**Requirements**:
1) Please reproduce the passage on New Labour and the euro word for word, between "Thus began the" and "the euro area.", inclusive.
2) Pick up the passage on New Labour and the euro after its final sentence and keep writing it.

**Text to read**:
____
Thus began the long saga of New Labour’s dilemma on euro membership. The day after the general election victory of 1997 the new Europe Minister, Mr Doug Henderson, attended the incoming government’s first Council of Ministers meeting, and continental colleagues declared a new dawn of reasonableness. New Labour was widely admired across the EU, especially by the many social-democratic governments then in office. Nearly a decade later, the party looks to be on the verge of its third election victory, but if the euro is the main test, it is no nearer the heart of Europe than in 1997. Indeed, during the 2005 election campaign Tony Blair has come close to ruling out a referendum on UK membership of the euro during the life of the forthcoming Parliament. 2010 could therefore now be the earliest date at which the UK joins the euro area.
Why decide to join the euro?
____
**Provided data**:

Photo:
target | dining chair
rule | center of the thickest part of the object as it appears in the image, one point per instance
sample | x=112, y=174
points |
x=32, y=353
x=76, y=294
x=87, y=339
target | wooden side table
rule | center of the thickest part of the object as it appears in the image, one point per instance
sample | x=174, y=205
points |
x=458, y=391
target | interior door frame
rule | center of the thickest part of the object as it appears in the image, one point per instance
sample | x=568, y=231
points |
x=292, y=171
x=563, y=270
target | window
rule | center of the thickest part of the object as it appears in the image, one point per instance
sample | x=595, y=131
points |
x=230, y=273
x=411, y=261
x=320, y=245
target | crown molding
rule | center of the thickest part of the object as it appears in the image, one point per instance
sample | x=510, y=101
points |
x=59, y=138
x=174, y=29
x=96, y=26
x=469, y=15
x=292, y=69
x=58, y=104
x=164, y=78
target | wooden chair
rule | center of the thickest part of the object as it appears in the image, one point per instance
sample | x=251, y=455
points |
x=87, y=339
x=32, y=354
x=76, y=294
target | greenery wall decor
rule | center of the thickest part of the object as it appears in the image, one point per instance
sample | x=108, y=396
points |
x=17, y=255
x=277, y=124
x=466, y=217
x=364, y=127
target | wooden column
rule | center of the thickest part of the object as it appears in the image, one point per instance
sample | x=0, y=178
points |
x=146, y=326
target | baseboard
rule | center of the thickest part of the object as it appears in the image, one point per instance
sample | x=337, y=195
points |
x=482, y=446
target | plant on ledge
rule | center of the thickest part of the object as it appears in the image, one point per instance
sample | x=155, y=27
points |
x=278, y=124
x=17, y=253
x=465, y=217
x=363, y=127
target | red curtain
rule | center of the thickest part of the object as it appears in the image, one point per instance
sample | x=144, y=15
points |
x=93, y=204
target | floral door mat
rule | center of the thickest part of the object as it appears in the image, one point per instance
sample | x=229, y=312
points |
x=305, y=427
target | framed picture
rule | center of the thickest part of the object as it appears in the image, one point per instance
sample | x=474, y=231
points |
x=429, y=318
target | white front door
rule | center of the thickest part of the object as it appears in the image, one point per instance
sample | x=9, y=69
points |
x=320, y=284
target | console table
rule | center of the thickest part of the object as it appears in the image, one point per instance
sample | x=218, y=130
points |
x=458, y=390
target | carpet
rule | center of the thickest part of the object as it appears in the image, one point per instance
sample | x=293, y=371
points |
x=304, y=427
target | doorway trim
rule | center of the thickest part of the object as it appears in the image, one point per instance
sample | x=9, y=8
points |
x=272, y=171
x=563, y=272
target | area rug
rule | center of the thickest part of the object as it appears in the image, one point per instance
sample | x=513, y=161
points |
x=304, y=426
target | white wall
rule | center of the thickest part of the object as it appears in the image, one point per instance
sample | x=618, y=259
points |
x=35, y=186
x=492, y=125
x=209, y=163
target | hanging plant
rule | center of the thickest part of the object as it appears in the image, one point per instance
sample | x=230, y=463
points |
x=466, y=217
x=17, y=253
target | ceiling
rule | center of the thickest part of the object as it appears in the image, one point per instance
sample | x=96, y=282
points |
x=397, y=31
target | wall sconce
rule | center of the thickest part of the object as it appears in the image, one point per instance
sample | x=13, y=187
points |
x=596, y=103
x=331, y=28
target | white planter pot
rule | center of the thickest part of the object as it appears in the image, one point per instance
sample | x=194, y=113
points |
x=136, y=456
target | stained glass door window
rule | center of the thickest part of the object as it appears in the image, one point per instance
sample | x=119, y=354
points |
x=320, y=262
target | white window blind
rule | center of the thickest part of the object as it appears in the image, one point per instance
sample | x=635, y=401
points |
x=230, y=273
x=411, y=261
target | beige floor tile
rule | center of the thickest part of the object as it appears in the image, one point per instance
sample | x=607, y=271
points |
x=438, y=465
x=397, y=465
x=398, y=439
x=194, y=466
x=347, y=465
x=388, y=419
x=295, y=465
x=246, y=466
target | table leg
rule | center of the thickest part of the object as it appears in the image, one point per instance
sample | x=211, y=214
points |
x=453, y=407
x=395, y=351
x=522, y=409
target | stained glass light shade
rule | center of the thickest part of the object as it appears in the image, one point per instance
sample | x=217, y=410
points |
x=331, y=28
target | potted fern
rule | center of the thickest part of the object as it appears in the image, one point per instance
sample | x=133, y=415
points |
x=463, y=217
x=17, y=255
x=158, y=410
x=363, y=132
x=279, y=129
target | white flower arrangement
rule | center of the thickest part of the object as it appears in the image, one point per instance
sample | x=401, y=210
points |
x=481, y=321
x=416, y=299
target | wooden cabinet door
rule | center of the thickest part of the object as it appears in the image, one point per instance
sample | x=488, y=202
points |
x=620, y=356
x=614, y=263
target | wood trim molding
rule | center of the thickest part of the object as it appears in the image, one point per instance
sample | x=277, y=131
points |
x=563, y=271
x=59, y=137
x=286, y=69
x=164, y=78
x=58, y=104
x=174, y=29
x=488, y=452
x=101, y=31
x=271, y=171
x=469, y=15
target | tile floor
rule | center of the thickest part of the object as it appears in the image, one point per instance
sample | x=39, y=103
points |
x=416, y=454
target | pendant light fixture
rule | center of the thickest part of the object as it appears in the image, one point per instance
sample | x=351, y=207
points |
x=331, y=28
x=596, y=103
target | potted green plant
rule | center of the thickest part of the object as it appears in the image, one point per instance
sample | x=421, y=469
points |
____
**Answers to each task**:
1)
Thus began the long saga of New Labour’s dilemma on euro membership. The day after the general election victory of 1997 the new Europe Minister, Mr Doug Henderson, attended the incoming government’s first Council of Ministers meeting, and continental colleagues declared a new dawn of reasonableness. New Labour was widely admired across the EU, especially by the many social-democratic governments then in office. Nearly a decade later, the party looks to be on the verge of its third election victory, but if the euro is the main test, it is no nearer the heart of Europe than in 1997. Indeed, during the 2005 election campaign Tony Blair has come close to ruling out a referendum on UK membership of the euro during the life of the forthcoming Parliament. 2010 could therefore now be the earliest date at which the UK joins the euro area.

2)
It is not the purpose of this paper to judge whether this long self-exclusion represents a victory or a defeat for Labour’s European policy. Though almost all statements about euro membership emanating from the Labour Party and the Labour government are couched in conditional terms, it is clear that in its early years in power, New Labour projected the strong impression that it wanted the UK to join in monetary union. The precise ways in which UK influence would be diminished politically if it failed to do so were never spelled out, and it is difficult for commentators to generalise on their nature in a way that is remotely predictable or measurable. “Influence” applies to many different areas: institutional-building and decision-procedures; internal-market policies; external trade; macro-economic models and competitiveness policies; and external and security policy in its various dimensions. With the exception of decisions regarding the management of the currency itself, and the body of decisions surrounding it, self-exclusion from monetary union does not in principle exclude an EU member-state, especially a large and militarily important one, from any decision area. So the influence leakage is not easy to measure. It depends on subtle habits of psychological identification and trust between member-states, on national reputation, and on bi-lateral bargains that cross several bargaining-tables. New Labour has often implied influence is valuable, but it has never put a value on it.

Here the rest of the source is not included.